== TEXTO FORNECIDO ==

>>>

Ou, nas palavras de Faria Costa, os crimes de perigo comum “são crimes de perigo em que o perigo se expande relativamente a um número indiferenciado e indiferenciável de objectos de acção sustentados ou iluminados por um ou por vários bens jurídicos. Se uma acção — desse modo tipificada na lei — cria um perigo concreto, por exemplo, para a vida de dezenas, centenas ou mesmo milhares de pessoas está-se, indesmentivelmente, perante um crime que é, simultaneamente, um crime de perigo comum e de perigo concreto” (cf. Faria Costa, art. 272.º/ § 4, ob. cit. supra, p. 867).

<<<

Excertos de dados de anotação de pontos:
>>>

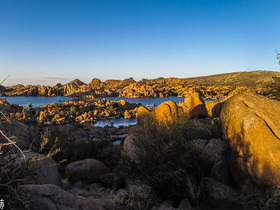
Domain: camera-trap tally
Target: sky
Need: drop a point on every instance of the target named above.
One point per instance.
(43, 42)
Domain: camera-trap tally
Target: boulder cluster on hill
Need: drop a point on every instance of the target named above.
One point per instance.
(211, 87)
(193, 155)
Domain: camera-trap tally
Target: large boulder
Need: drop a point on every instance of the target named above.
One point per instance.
(52, 197)
(41, 170)
(214, 108)
(166, 111)
(87, 170)
(129, 148)
(251, 126)
(196, 106)
(2, 90)
(142, 113)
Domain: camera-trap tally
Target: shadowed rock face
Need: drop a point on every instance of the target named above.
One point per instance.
(251, 126)
(2, 90)
(48, 196)
(88, 170)
(196, 106)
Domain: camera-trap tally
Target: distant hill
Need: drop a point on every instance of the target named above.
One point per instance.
(243, 78)
(214, 86)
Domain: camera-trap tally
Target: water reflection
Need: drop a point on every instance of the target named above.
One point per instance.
(116, 122)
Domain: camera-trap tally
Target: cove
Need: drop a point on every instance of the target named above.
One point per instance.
(36, 101)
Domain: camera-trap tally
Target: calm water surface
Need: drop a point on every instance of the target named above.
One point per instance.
(36, 101)
(143, 101)
(147, 101)
(116, 122)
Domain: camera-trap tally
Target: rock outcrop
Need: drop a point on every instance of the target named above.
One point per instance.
(166, 111)
(142, 113)
(214, 108)
(41, 170)
(88, 170)
(196, 106)
(251, 127)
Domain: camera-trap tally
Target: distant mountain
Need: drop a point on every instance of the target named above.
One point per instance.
(243, 78)
(214, 86)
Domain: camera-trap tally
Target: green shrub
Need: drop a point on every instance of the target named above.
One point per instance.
(167, 159)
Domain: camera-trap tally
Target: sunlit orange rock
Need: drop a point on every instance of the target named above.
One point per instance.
(195, 106)
(214, 108)
(141, 113)
(251, 127)
(166, 111)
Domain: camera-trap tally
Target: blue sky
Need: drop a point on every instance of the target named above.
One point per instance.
(50, 41)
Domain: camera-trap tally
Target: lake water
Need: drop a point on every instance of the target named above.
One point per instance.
(147, 101)
(116, 122)
(36, 101)
(143, 101)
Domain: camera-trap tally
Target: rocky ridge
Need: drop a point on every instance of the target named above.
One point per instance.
(215, 86)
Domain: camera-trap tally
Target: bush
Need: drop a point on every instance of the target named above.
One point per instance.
(167, 159)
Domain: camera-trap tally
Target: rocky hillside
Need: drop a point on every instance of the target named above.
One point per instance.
(214, 86)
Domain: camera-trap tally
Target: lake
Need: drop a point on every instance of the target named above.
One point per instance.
(147, 101)
(144, 101)
(36, 101)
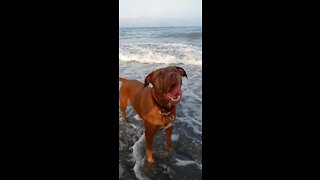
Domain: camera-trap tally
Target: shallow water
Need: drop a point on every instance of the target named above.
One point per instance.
(186, 161)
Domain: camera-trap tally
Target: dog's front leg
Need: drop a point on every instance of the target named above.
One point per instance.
(168, 139)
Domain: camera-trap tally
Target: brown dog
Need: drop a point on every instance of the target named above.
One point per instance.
(156, 105)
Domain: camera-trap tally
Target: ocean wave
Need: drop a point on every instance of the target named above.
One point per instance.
(168, 53)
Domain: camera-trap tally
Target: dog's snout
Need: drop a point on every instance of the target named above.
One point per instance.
(172, 74)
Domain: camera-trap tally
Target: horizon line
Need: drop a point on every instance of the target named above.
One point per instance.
(159, 26)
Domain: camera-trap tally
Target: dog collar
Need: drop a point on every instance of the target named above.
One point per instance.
(162, 110)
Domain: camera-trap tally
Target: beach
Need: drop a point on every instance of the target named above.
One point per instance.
(141, 51)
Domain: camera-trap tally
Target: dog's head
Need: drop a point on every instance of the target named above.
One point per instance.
(167, 84)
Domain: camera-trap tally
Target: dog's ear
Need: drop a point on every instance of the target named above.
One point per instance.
(182, 71)
(148, 79)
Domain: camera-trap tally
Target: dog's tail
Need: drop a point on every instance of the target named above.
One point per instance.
(123, 80)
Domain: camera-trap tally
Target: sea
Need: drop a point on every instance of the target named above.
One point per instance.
(141, 51)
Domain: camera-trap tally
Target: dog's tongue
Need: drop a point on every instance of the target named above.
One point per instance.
(175, 91)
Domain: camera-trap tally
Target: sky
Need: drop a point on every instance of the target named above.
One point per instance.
(160, 13)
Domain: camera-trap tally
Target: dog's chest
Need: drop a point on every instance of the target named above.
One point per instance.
(167, 121)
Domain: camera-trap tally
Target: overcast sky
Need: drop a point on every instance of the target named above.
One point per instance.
(146, 13)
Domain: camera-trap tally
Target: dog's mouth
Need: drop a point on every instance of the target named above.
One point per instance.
(174, 94)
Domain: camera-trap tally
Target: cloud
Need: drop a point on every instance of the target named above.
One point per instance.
(160, 12)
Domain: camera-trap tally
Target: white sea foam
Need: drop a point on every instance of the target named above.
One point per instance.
(139, 157)
(161, 53)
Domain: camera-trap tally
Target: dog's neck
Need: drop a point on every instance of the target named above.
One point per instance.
(163, 109)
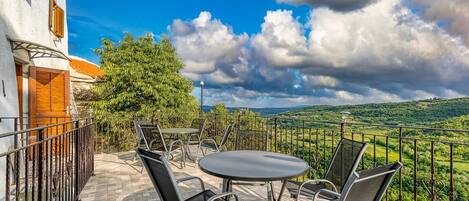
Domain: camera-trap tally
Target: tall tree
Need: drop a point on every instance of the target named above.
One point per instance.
(141, 79)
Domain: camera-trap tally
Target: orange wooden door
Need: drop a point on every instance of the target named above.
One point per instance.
(49, 99)
(19, 83)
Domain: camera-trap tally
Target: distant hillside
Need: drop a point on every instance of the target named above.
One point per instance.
(424, 112)
(262, 111)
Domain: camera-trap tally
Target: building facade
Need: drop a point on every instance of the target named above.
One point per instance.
(34, 65)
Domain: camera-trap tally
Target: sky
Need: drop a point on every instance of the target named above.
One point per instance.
(285, 53)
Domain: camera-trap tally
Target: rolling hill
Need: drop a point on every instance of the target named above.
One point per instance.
(423, 112)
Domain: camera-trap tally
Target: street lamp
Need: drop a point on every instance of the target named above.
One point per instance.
(201, 97)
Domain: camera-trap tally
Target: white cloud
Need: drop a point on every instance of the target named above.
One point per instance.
(453, 12)
(382, 52)
(281, 41)
(207, 46)
(321, 81)
(339, 5)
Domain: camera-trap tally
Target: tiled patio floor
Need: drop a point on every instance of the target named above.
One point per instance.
(118, 177)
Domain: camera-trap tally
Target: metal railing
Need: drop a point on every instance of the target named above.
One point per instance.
(48, 162)
(435, 165)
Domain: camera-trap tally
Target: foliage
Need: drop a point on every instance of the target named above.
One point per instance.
(141, 79)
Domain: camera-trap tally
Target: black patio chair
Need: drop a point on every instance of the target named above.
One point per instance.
(344, 163)
(367, 185)
(165, 183)
(211, 143)
(155, 141)
(195, 138)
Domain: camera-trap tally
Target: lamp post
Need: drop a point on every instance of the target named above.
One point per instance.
(201, 98)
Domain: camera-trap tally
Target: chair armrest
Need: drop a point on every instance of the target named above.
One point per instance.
(221, 195)
(316, 195)
(209, 140)
(178, 181)
(174, 142)
(193, 134)
(316, 181)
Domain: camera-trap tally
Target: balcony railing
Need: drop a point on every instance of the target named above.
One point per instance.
(52, 161)
(436, 166)
(436, 161)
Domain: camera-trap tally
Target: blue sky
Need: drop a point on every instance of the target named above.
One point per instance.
(91, 20)
(283, 53)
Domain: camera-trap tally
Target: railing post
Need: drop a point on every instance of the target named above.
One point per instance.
(342, 129)
(17, 158)
(400, 160)
(77, 125)
(40, 164)
(275, 133)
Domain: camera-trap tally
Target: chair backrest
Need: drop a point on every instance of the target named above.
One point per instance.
(153, 137)
(369, 185)
(226, 135)
(138, 132)
(161, 175)
(199, 124)
(345, 161)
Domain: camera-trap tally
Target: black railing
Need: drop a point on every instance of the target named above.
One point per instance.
(435, 160)
(47, 162)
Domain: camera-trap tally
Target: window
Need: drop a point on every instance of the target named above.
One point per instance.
(56, 19)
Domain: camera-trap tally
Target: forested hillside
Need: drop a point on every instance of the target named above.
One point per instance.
(424, 112)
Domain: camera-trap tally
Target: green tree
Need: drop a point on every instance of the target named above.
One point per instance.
(141, 79)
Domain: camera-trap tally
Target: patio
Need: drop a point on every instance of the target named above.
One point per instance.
(117, 177)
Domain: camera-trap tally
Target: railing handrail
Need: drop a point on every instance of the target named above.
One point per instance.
(377, 125)
(42, 141)
(12, 133)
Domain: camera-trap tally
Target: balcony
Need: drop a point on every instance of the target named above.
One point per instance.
(81, 160)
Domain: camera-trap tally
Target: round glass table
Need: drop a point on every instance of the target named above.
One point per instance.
(253, 166)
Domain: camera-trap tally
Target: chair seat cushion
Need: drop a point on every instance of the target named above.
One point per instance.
(309, 190)
(202, 196)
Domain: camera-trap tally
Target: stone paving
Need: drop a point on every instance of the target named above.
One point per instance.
(118, 177)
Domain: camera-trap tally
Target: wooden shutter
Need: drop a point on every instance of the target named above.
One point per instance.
(59, 21)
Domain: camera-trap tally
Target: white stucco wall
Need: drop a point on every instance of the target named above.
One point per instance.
(8, 103)
(30, 22)
(25, 20)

<<<

== A FAZER ==
A) Enumere todas as quantidades de pessoas que o texto sobre crimes de perigo comum dá como exemplo de vidas que uma acção pode pôr em perigo concreto.
B) Por favor, prossiga o texto sobre crimes de perigo comum a partir da última frase apresentada.
Os registos não têm qualquer relação com o texto.

== RESPOSTAS ÀS TAREFAS ==
A) Dezenas, centenas, milhares

B)
Tratando-se de um crime de perigo comum, e tal como aconteceu, a conduta do agente coloca em perigo um número indiferenciado de pessoas, pelo que o tipo legal de crime abarca não só a conduta que apenas coloca em perigo a vida de uma pessoa, ou de uma residência, por exemplo, ou a vida de diversas pessoas, ou de diversas residências. Isto é, ainda que não ocorra a lesão de um bem jurídico vida encabeçado numa certa e determinada pessoa, o agente comete o crime porque indiferenciadamente a sua conduta foi em concreto apta a provocar um perigo para um número elevado de pessoas, ainda que se tenha que comprovar a efetiva verificação daquele perigo para um número indiferenciado de pessoas e bens (cf. Faria Costa, art. 272.º/ § 4 e ss e 8 e s, Comentário Conimbricense do Código Penal, vol. II, cit supra, p. 867 e ss). Ou seja, o agente é punido independentemente do número de pessoas que coloca em perigo (sendo certo, todavia, que o maior ou menor número de pessoas colocadas em perigo deverá ser relevante em sede de determinação da pena, desde logo, porque estaremos perante condutas de gravidade distinta). Na verdade, o legislador optou pela criação de um tipo legal de crime de perigo com um âmbito de irradiação indeterminado.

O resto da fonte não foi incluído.